### [To do]
Write the records out again, precisely as they stand.

### [Data to use]
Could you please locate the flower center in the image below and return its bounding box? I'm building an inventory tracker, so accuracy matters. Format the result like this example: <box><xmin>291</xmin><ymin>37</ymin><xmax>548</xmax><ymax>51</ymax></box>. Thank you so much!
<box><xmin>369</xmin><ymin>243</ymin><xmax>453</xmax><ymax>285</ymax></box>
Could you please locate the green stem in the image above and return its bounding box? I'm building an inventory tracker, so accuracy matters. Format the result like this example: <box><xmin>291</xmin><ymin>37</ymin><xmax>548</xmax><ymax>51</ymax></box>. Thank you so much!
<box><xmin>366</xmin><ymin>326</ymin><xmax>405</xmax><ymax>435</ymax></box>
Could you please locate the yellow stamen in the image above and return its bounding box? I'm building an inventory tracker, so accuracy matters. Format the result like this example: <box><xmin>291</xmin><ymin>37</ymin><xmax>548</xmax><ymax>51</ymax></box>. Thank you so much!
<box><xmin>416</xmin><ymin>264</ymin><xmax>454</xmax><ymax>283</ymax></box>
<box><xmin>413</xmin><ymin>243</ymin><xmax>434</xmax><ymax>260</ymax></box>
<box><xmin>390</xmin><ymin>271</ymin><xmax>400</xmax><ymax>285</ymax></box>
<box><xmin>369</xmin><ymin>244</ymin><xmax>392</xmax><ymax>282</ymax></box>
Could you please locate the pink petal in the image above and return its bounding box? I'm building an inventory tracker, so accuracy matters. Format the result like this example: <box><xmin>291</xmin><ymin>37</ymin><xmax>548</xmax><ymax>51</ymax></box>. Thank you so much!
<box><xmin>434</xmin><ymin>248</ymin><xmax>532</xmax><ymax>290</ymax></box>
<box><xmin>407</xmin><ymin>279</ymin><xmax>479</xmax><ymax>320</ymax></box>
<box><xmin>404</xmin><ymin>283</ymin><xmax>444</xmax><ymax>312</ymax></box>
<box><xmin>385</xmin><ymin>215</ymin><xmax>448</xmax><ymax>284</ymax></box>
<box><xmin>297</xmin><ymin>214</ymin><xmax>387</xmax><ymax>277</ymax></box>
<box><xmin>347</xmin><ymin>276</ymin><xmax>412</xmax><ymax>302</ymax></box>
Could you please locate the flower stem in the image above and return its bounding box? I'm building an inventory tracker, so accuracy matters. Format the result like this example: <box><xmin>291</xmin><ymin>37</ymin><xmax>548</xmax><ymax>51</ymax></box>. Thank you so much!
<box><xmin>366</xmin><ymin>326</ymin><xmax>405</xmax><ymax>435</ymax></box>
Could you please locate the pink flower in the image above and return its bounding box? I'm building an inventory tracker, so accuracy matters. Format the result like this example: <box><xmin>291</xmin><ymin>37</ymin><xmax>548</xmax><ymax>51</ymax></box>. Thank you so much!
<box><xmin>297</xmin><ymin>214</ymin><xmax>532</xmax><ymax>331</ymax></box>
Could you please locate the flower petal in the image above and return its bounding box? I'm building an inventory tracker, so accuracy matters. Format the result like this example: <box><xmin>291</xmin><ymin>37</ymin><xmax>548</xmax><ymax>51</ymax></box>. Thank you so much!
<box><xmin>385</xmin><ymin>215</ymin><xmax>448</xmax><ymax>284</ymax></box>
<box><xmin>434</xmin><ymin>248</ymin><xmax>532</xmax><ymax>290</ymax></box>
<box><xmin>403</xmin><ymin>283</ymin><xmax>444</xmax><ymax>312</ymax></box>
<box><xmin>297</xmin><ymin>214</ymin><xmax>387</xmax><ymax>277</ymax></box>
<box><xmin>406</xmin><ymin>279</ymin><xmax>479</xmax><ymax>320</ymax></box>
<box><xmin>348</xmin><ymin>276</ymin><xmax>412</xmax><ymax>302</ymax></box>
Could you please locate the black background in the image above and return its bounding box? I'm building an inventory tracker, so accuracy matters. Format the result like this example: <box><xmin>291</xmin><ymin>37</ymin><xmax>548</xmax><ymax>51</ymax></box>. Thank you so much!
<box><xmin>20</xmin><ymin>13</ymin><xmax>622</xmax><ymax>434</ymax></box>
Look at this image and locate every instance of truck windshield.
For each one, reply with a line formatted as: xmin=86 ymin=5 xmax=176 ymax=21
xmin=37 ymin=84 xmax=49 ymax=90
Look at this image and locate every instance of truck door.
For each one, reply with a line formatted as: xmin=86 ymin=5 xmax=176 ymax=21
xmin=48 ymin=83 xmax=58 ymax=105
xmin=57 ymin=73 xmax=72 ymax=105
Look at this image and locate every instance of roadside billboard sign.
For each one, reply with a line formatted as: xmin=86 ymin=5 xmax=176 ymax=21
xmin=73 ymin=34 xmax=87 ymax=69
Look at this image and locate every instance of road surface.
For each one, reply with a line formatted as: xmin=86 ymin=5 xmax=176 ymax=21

### [Response]
Could you please locate the flower center in the image below and return its bounding box? I'm building an inventory tracker, so accuracy matters. Format the result like this example: <box><xmin>291</xmin><ymin>37</ymin><xmax>548</xmax><ymax>51</ymax></box>. Thank you so much!
<box><xmin>369</xmin><ymin>243</ymin><xmax>453</xmax><ymax>285</ymax></box>
Could you please locate the green stem in the image above and return its bounding box? I'm building an inventory tracker, so accuracy matters. Format the result like this example: <box><xmin>291</xmin><ymin>37</ymin><xmax>548</xmax><ymax>51</ymax></box>. Thank you so much!
<box><xmin>366</xmin><ymin>326</ymin><xmax>405</xmax><ymax>435</ymax></box>
Could you please locate the yellow stamen in the image above and return its bounding box? I'm building an inventory tracker, so accuracy matters. Format the result like this example: <box><xmin>291</xmin><ymin>37</ymin><xmax>548</xmax><ymax>51</ymax></box>. Thank you so much!
<box><xmin>416</xmin><ymin>264</ymin><xmax>454</xmax><ymax>283</ymax></box>
<box><xmin>413</xmin><ymin>243</ymin><xmax>434</xmax><ymax>260</ymax></box>
<box><xmin>390</xmin><ymin>271</ymin><xmax>400</xmax><ymax>285</ymax></box>
<box><xmin>369</xmin><ymin>244</ymin><xmax>392</xmax><ymax>282</ymax></box>
Could you please locate the pink petal in the image above and return its bounding box? I'm building an inventory tracker, so accuracy matters. Format the result like this example: <box><xmin>291</xmin><ymin>37</ymin><xmax>548</xmax><ymax>51</ymax></box>. Thank you so much!
<box><xmin>434</xmin><ymin>248</ymin><xmax>532</xmax><ymax>290</ymax></box>
<box><xmin>407</xmin><ymin>279</ymin><xmax>479</xmax><ymax>320</ymax></box>
<box><xmin>404</xmin><ymin>283</ymin><xmax>444</xmax><ymax>312</ymax></box>
<box><xmin>385</xmin><ymin>215</ymin><xmax>448</xmax><ymax>284</ymax></box>
<box><xmin>297</xmin><ymin>214</ymin><xmax>387</xmax><ymax>277</ymax></box>
<box><xmin>347</xmin><ymin>276</ymin><xmax>412</xmax><ymax>302</ymax></box>
Could you please locate the flower stem in the image above and return its bounding box? I'm building an inventory tracker, so accuracy matters. Format the result like this example: <box><xmin>291</xmin><ymin>37</ymin><xmax>548</xmax><ymax>51</ymax></box>. Thank you so much!
<box><xmin>366</xmin><ymin>326</ymin><xmax>405</xmax><ymax>435</ymax></box>
Could you please locate the pink flower in the image above and return its bounding box? I'm building an inventory tracker, so accuracy matters. Format the result like this example: <box><xmin>291</xmin><ymin>37</ymin><xmax>548</xmax><ymax>51</ymax></box>. Thank you so much!
<box><xmin>297</xmin><ymin>214</ymin><xmax>532</xmax><ymax>331</ymax></box>
Could you please locate the flower petal in the image above and return its bounding box? I'm building an inventory tracker, so accuracy matters. Format the result like this example: <box><xmin>291</xmin><ymin>37</ymin><xmax>548</xmax><ymax>51</ymax></box>. Thank you so much!
<box><xmin>385</xmin><ymin>215</ymin><xmax>448</xmax><ymax>284</ymax></box>
<box><xmin>434</xmin><ymin>248</ymin><xmax>532</xmax><ymax>290</ymax></box>
<box><xmin>403</xmin><ymin>283</ymin><xmax>444</xmax><ymax>312</ymax></box>
<box><xmin>297</xmin><ymin>214</ymin><xmax>387</xmax><ymax>277</ymax></box>
<box><xmin>406</xmin><ymin>279</ymin><xmax>479</xmax><ymax>320</ymax></box>
<box><xmin>348</xmin><ymin>276</ymin><xmax>412</xmax><ymax>302</ymax></box>
Could you please locate the black background in the image above and return its bounding box? I'm building an inventory tracker, so accuracy matters. Format the result like this example: <box><xmin>291</xmin><ymin>37</ymin><xmax>548</xmax><ymax>51</ymax></box>. Thank you so much!
<box><xmin>20</xmin><ymin>13</ymin><xmax>622</xmax><ymax>434</ymax></box>
Look at this image and locate every instance of truck windshield.
For each one, reply with a line formatted as: xmin=86 ymin=5 xmax=176 ymax=21
xmin=37 ymin=84 xmax=49 ymax=90
Look at this image and locate every instance of truck door.
For each one, reply with a line formatted as: xmin=86 ymin=5 xmax=176 ymax=21
xmin=48 ymin=83 xmax=58 ymax=105
xmin=57 ymin=73 xmax=72 ymax=105
Look at this image and locate every instance of roadside billboard sign.
For each one, reply with a line formatted as: xmin=86 ymin=5 xmax=176 ymax=21
xmin=73 ymin=34 xmax=87 ymax=69
Look at this image and locate every instance of road surface.
For each one, reply with a line formatted as: xmin=86 ymin=5 xmax=176 ymax=21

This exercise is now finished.